» 抽出本文:
::::::::::

透析患者の合併症
透析治療を行うことは患者の生命維持に必要ですが、様々な合併症のおそれがあります。
全ての合併症が生命に危険を及ぼすわけではないものの、正しい対策を理解しておくことが大切です。
人工透析で、最も多い合併症が不均衡症候群です。
急激に体内から老廃物を除去することが原因で、全身を循環する細胞液の濃度バランスが崩れてしまいます。
その結果として頭痛、吐き気、けいれんなどを引き起こします。
対策としては、透析治療を緩やかに時間を掛けて行うことで予防が可能です。
また、日頃の食事制限で水分や塩分を控えることも有効です。
生命への危険が高い合併症としては、心不全が挙げられます。
慢性腎不全の患者の死因の第一位であり、透析治療中でも心不全には予断を許しません。
心不全を引き起こしてしまう理由は、腎機能の低下によって心臓や血管に負担が掛かってしまうためです。

::::::::::

» 資料の抜粋:
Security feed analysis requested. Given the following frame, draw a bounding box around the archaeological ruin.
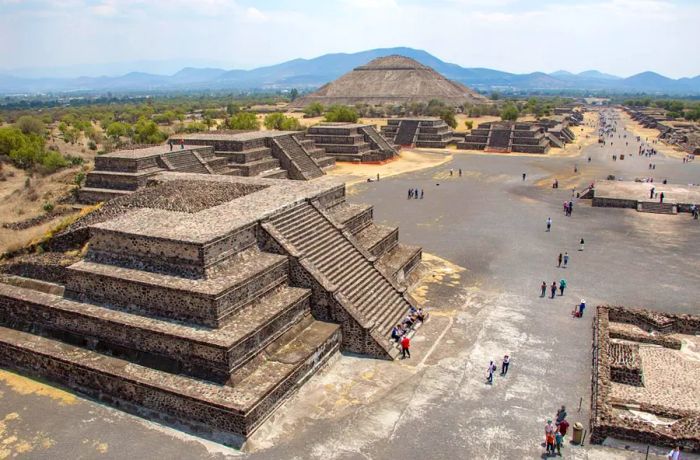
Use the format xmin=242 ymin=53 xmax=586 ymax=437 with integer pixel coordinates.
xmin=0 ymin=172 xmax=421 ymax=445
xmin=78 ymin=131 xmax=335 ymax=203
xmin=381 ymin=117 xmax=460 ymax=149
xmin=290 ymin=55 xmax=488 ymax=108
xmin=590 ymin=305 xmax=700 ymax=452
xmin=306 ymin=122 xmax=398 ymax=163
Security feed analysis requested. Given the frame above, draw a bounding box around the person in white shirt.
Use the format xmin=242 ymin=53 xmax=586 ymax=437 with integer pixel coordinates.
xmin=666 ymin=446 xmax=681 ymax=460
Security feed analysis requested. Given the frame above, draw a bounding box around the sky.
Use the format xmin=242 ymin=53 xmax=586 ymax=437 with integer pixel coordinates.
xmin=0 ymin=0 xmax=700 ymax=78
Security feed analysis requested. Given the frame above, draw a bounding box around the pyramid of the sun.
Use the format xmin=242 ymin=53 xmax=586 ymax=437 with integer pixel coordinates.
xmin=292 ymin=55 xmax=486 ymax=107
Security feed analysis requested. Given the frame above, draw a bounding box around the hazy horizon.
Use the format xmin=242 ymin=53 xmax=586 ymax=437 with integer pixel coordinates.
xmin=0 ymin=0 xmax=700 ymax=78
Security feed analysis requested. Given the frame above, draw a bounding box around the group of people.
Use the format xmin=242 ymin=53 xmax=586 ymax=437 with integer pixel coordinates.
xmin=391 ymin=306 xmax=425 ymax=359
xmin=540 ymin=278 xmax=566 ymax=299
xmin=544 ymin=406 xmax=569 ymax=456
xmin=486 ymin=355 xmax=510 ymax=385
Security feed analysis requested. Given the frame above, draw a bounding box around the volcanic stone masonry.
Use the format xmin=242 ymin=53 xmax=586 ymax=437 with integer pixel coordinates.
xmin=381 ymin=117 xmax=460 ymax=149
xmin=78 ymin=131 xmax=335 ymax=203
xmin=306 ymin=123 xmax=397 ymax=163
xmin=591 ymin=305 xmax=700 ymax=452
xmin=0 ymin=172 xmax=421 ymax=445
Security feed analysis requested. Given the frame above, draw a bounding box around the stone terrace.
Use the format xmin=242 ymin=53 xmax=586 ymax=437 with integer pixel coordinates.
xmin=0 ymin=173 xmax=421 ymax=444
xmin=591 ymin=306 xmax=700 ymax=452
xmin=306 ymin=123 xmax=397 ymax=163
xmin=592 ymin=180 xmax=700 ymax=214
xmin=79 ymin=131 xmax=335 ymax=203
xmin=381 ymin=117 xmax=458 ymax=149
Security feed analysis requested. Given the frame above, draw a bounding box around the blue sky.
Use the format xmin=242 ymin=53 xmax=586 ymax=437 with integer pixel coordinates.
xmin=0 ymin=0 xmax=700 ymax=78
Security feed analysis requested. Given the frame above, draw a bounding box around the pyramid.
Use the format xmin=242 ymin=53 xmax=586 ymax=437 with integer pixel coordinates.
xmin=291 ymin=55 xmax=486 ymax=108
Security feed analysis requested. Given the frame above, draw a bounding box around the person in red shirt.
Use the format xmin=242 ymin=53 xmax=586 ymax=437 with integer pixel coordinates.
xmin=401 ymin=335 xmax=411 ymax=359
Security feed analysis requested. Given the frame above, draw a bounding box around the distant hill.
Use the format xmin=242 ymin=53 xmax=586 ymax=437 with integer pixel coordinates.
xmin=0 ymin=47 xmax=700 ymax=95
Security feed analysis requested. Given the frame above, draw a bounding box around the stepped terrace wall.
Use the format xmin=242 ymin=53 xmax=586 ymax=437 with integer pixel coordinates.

::::::::::

» 問題 1:
透析の合併症についての本文を読み、次の問いに答えてください。
(a) 人工透析で最も多い合併症は何ですか。
(b) 慢性腎不全の患者の死因の第一位は何ですか。
(c) 不均衡症候群の対策として、日頃の食事制限で控えることが有効とされているものは何ですか。
» 問題 2: 透析の合併症についての本文を、最後の文の次から引き継いで書き進めてください。
上の資料はここでは使いません。

» 解答 1:
(a) 不均衡症候群です。
(b) 心不全です。
(c) 水分や塩分です。

» 解答 2:
心臓へ栄養素を送る機能も低下してしまいますので、狭心症や心筋梗塞のリスクも高まります。
対策としては、日頃から血圧をしっかりとコントロールすることが必要です。
また、腎不全に罹るとビタミンDの体内産出が衰えるため、ビタミンDにより人体に吸収されるカルシウム量も低下します。
そのため、骨や関節に異常が起こりやすくなります。
現在では活性型ビタミンD剤が透析患者向けに処方されていますので、腎不全に罹ったら服用するようにしましょう。
透析患者にとって合併症の危険性は隣り合わせですから、普段の日常生活から節制するようにしてください。